▶ **Extracted entries**
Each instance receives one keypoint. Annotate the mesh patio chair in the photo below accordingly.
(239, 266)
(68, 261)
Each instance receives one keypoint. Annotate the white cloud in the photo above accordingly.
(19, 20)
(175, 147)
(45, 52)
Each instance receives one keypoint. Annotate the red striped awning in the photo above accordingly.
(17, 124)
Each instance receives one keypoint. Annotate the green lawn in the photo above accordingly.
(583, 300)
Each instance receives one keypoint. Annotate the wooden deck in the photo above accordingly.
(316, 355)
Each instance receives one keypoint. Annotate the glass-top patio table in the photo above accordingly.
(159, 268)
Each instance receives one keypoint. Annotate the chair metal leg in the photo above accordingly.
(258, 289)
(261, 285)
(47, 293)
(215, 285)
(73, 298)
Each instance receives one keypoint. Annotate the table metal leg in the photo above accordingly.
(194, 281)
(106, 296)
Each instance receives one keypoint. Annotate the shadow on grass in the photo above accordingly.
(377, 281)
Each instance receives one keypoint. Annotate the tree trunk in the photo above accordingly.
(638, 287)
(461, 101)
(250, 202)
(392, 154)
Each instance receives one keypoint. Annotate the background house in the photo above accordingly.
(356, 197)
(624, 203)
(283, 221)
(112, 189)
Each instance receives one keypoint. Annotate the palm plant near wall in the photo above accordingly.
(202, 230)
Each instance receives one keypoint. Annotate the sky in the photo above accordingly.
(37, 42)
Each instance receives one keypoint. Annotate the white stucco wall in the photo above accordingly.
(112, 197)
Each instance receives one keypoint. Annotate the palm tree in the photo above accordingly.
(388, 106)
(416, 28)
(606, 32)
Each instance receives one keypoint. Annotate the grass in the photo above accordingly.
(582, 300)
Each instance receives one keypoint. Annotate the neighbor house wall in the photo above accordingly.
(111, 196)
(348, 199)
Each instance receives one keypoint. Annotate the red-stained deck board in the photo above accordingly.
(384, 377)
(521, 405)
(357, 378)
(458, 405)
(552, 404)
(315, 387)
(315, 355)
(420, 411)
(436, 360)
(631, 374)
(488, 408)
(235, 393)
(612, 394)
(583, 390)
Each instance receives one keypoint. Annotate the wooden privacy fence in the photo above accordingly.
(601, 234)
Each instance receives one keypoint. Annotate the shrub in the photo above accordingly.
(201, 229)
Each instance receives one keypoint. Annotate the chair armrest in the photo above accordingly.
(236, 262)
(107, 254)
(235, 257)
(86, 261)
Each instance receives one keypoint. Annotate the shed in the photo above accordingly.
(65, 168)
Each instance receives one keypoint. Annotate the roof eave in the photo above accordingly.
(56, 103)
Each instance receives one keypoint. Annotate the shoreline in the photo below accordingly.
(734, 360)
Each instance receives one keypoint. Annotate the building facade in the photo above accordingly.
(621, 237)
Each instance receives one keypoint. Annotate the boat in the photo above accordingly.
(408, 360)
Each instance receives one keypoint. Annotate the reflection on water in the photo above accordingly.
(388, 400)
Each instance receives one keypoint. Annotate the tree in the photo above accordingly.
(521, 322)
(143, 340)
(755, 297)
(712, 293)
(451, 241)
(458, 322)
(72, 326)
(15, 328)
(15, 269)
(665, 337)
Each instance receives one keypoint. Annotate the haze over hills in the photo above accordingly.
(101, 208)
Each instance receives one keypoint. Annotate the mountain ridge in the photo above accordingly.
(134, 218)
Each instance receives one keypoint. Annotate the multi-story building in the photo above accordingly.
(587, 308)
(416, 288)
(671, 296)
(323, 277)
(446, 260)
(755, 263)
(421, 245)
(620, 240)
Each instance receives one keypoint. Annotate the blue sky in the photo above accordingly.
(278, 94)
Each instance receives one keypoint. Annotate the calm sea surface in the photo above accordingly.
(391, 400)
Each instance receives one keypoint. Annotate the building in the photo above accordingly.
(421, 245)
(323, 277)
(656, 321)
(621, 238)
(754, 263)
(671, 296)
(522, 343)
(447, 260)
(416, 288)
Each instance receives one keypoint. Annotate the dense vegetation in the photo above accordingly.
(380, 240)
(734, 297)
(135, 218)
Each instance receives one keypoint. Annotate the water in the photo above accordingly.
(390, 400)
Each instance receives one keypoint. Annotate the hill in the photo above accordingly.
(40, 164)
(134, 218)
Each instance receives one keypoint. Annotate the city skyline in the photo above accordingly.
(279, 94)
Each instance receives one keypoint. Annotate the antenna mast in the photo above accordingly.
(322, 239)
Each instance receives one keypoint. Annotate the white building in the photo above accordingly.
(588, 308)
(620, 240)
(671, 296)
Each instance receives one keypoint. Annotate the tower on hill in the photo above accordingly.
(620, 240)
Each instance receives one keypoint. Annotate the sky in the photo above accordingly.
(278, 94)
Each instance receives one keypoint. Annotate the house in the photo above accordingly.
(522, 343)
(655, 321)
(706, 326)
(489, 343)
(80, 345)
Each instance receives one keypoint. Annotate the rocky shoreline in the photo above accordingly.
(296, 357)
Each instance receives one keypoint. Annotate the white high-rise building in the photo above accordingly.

▶ **Required work**
Write the listing out again, exactly as shown above.

▶ **Answer**
Each instance receives one keypoint. Annotate the mesh patio chair in the photo below accordingly.
(239, 266)
(68, 261)
Each instance receives one keypoint. Annotate the white cloud in the photo above accordingly.
(19, 20)
(175, 147)
(45, 52)
Each instance receives one keypoint. Annotate the red striped awning in the photo above accordingly.
(17, 124)
Each instance receives one keypoint. Annotate the green lawn in the photo above accordingly.
(583, 300)
Each instance receives one keypoint. Annotate the wooden deck in the photo above accordingly.
(316, 355)
Each instance receives one keypoint. Annotate the glass-top patio table in the photo above accordingly.
(159, 268)
Each instance receives one keypoint. Annotate the chair metal leg in the photo above accordingly.
(258, 289)
(261, 285)
(47, 293)
(215, 285)
(73, 298)
Each instance receives one keypoint. Annotate the table metal leg in the photo above accordingly.
(194, 281)
(106, 296)
Each instance receives one keypoint. Annotate the shadow on grass in the photo above accordingly.
(377, 281)
Each instance receives one keypoint. Annotate the tree trunk in the photo above accordingly.
(638, 287)
(461, 101)
(250, 202)
(392, 154)
Each instance receives one keypoint. Annotate the background house in the photo above accordingly.
(356, 197)
(624, 203)
(283, 221)
(112, 189)
Each instance receives one keypoint. Annotate the palm plant near wall in the photo above accordingly.
(202, 230)
Each instance receives one keypoint. Annotate the sky in the photo above accordingly.
(37, 42)
Each instance receives one keypoint. Annotate the white stucco wall in the photo above accordingly.
(112, 197)
Each instance receives one keypoint. Annotate the palm tree in the photo above accordingly.
(388, 106)
(416, 28)
(606, 32)
Each instance receives one keypoint. Annotate the grass in the photo above accordingly.
(582, 300)
Each instance receives one keypoint. Annotate the neighbor house wall in the photo above accordingly.
(111, 196)
(348, 199)
Each instance receives one keypoint. Annotate the red-stained deck board in the photo above accordingly.
(384, 377)
(521, 405)
(357, 378)
(458, 405)
(552, 404)
(315, 387)
(315, 355)
(420, 411)
(436, 360)
(631, 374)
(488, 408)
(235, 393)
(612, 394)
(583, 390)
Each instance receives one keypoint. Annotate the wooden privacy fence in the photo above accordingly.
(601, 234)
Each instance receives one keypoint. Annotate the shrub in the photo above accordingly.
(201, 229)
Each instance receives one keypoint. Annotate the chair armrest in the photo above accordingly.
(236, 262)
(107, 254)
(235, 257)
(86, 261)
Each instance receives one keypoint. Annotate the shed in the photo above accordingly.
(65, 168)
Each instance receives one keypoint. Annotate the roof eave in the photo above accordingly.
(56, 103)
Each instance receives one keypoint. Annotate the shoreline in the photo below accordingly.
(734, 360)
Each instance receives one keypoint. Annotate the building facade in the photo above accordingly.
(621, 237)
Each instance receives one keypoint. Annotate the boat in the photo above accordingly.
(408, 360)
Each instance receives one keypoint. Annotate the reflection on water in the photo above accordingly.
(388, 400)
Each instance receives one keypoint. Annotate the tree in the photo above accordingly.
(521, 322)
(143, 340)
(755, 297)
(712, 293)
(451, 241)
(458, 322)
(72, 326)
(15, 328)
(15, 269)
(665, 337)
Each instance receives one keypoint. Annotate the haze over hills in the photo above accordingly.
(101, 208)
Each instance receives one keypoint. Annotate the mountain ridge in the photo above accordingly.
(134, 218)
Each instance receives one keypoint. Annotate the multi-story building in the photo above accordingly.
(587, 308)
(416, 288)
(671, 296)
(323, 277)
(446, 260)
(755, 263)
(421, 245)
(620, 240)
Each instance receives one keypoint. Annotate the blue sky in the photo above accordingly.
(278, 94)
Each instance receives one keypoint. Annotate the calm sea surface in the photo above accordingly.
(391, 400)
Each instance receives one keypoint. Annotate the building in the photo above accordingly.
(421, 245)
(323, 277)
(656, 321)
(621, 238)
(754, 263)
(671, 296)
(522, 343)
(447, 260)
(416, 288)
Each instance receives one keypoint. Annotate the dense vegetation in the photo above accordingly.
(380, 240)
(734, 297)
(135, 218)
Each instance receives one keypoint. Annotate the water in the photo above accordingly.
(390, 400)
Each instance receives one keypoint. Annotate the hill in the photo above accordingly.
(40, 164)
(134, 218)
Each instance receives one keypoint. Annotate the city skyline in the photo above accordingly.
(279, 94)
Each instance receives one keypoint. Annotate the antenna mast in the photo above accordingly.
(322, 239)
Each instance receives one keypoint. Annotate the white building in the photo above accordingly.
(588, 308)
(620, 240)
(671, 296)
Each instance receives one keypoint. Annotate the tower on hill in the photo above accordingly.
(620, 240)
Each instance receives one keypoint. Annotate the sky in the photo above accordingly.
(278, 94)
Each instance receives one keypoint. Annotate the house in the photo above accordingly.
(522, 343)
(655, 321)
(706, 326)
(489, 343)
(80, 345)
Each instance receives one keypoint. Annotate the rocky shoreline in the photo above accordingly.
(296, 357)
Each instance receives one keypoint. Annotate the white high-rise building in the photo above accordingly.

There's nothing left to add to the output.